### WORK ITEM
Scan the records below for the line with "Target: bright white sky" and the line with "[locate] the horse's". Repeat those two lines and every line between them exactly, and nothing else.

### MATERIAL FOR THIS TASK
+--
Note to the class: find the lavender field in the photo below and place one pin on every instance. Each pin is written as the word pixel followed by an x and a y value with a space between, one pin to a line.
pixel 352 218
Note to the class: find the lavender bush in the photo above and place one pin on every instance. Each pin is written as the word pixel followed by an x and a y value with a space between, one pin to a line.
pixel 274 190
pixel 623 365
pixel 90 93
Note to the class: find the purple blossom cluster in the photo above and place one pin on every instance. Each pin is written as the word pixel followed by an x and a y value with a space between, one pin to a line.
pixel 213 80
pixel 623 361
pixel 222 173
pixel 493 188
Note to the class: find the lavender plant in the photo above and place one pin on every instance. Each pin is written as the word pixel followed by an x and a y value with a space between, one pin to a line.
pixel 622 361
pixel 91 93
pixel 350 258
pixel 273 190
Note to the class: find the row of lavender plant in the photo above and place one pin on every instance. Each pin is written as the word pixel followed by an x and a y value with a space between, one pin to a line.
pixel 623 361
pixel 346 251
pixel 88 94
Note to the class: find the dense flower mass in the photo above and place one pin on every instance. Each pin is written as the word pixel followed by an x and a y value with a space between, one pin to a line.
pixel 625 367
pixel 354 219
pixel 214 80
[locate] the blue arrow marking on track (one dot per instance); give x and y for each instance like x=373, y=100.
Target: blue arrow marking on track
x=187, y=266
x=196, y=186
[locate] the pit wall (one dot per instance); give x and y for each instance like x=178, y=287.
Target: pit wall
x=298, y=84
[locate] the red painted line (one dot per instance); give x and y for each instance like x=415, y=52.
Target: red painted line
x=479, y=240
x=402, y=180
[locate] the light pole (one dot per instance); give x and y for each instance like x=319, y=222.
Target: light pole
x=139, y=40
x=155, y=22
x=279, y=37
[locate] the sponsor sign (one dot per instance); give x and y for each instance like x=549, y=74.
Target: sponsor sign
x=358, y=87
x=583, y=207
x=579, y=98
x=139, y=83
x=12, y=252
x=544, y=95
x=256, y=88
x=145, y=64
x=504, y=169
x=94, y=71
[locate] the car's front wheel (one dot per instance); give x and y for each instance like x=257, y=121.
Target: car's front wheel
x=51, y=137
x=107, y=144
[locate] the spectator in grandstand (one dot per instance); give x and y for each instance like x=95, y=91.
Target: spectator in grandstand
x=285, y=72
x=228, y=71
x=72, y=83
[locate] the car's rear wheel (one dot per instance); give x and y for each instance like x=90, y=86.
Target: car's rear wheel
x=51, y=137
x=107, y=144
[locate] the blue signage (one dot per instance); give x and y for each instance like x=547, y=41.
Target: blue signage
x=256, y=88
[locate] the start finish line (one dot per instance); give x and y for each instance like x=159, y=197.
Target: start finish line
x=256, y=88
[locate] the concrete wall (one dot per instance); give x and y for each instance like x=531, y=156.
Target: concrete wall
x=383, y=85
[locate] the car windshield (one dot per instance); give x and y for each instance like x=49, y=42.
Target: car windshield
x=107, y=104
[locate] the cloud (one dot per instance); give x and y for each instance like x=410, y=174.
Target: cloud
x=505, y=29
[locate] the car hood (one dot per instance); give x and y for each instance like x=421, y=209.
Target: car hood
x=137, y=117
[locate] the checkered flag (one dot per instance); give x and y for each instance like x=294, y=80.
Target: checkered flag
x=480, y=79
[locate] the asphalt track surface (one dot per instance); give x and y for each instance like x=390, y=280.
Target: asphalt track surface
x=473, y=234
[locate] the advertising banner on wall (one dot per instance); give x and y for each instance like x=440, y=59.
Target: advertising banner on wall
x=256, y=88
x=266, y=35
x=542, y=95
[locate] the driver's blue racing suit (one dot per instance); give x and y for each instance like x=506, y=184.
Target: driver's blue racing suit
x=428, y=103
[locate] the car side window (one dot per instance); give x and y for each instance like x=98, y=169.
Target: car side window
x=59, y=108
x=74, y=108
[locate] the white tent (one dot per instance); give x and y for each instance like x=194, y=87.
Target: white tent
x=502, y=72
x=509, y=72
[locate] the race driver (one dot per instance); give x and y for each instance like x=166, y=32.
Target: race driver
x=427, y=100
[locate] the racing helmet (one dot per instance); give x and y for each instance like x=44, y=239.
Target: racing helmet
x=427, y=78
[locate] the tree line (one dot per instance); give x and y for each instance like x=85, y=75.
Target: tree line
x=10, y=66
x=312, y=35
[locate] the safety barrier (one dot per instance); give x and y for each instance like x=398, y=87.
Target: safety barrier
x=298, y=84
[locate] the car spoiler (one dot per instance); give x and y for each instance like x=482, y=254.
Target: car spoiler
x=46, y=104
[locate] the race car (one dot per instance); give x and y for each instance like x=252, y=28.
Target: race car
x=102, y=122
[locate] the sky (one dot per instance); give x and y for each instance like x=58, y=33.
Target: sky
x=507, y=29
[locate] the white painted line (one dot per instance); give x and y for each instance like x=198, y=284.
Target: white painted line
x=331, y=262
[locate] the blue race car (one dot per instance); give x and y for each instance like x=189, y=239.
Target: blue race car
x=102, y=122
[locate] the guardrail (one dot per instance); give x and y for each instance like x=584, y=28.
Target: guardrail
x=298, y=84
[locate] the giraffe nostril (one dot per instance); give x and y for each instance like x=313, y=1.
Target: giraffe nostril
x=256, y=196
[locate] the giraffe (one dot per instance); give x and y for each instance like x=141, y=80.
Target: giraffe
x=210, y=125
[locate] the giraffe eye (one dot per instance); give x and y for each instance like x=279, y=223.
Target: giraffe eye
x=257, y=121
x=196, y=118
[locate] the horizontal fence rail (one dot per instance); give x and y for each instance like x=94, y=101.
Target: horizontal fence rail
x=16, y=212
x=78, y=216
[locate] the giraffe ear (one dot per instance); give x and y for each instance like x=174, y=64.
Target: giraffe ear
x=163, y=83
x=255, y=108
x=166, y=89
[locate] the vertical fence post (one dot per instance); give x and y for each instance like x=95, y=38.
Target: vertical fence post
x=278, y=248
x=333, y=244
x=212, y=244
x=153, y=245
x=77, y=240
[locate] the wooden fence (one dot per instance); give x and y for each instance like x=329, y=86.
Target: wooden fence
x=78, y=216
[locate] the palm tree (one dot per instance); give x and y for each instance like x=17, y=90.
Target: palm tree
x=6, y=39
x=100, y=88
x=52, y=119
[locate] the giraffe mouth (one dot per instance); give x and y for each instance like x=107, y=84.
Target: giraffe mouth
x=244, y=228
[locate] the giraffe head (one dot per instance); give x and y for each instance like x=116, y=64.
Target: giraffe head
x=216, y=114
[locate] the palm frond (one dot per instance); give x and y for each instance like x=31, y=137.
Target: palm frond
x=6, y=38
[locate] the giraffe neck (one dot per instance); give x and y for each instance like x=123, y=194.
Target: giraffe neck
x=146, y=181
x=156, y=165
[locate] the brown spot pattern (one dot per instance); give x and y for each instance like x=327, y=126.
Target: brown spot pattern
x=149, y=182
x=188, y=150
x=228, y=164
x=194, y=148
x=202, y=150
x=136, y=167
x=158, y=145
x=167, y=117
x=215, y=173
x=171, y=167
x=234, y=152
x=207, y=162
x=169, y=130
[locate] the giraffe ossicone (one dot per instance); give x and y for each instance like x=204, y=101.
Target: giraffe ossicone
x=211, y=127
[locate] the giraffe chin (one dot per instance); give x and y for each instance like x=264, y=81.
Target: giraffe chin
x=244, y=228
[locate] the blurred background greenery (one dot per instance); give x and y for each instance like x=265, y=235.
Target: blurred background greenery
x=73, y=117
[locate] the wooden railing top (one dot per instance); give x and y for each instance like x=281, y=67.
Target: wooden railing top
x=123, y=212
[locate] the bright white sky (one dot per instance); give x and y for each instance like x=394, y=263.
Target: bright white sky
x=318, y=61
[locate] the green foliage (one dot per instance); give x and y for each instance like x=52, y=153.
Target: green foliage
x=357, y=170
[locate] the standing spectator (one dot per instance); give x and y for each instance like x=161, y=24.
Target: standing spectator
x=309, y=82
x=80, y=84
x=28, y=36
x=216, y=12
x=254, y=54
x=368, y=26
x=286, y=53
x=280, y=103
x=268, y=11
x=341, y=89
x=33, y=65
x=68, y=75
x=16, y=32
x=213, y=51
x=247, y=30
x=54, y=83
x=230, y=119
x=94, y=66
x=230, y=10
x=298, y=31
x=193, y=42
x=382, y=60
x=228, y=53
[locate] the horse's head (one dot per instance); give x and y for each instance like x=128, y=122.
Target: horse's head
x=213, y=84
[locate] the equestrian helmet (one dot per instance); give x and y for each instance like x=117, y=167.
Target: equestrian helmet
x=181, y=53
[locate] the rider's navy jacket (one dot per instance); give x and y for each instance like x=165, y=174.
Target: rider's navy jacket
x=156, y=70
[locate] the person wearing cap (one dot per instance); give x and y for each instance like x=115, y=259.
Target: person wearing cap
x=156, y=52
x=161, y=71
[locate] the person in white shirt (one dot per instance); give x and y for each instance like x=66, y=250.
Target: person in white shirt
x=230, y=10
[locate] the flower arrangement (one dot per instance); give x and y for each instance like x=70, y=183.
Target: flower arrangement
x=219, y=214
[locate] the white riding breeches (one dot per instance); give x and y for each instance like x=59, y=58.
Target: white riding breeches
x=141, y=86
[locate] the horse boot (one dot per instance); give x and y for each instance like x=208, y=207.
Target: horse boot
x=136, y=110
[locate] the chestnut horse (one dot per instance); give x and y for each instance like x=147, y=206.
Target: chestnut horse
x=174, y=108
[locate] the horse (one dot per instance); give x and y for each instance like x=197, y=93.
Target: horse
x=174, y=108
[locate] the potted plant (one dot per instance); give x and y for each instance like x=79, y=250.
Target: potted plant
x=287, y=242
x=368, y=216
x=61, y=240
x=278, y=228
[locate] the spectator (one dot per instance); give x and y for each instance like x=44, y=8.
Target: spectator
+--
### WRITTEN ANSWER
Target: bright white sky
x=318, y=61
[locate] the green foliage (one dot per instance); give x and y for each instance like x=52, y=153.
Target: green foliage
x=357, y=170
[locate] the standing spectator (one dot per instance); give x and y for each instance like x=161, y=24.
Target: standing spectator
x=309, y=82
x=80, y=84
x=28, y=36
x=216, y=12
x=254, y=54
x=368, y=26
x=286, y=53
x=280, y=103
x=268, y=11
x=341, y=89
x=33, y=65
x=68, y=75
x=16, y=32
x=213, y=51
x=247, y=30
x=54, y=83
x=230, y=119
x=94, y=66
x=230, y=10
x=298, y=31
x=193, y=42
x=382, y=60
x=228, y=53
[locate] the horse's head (one dot per instance); give x and y for each instance like x=128, y=122.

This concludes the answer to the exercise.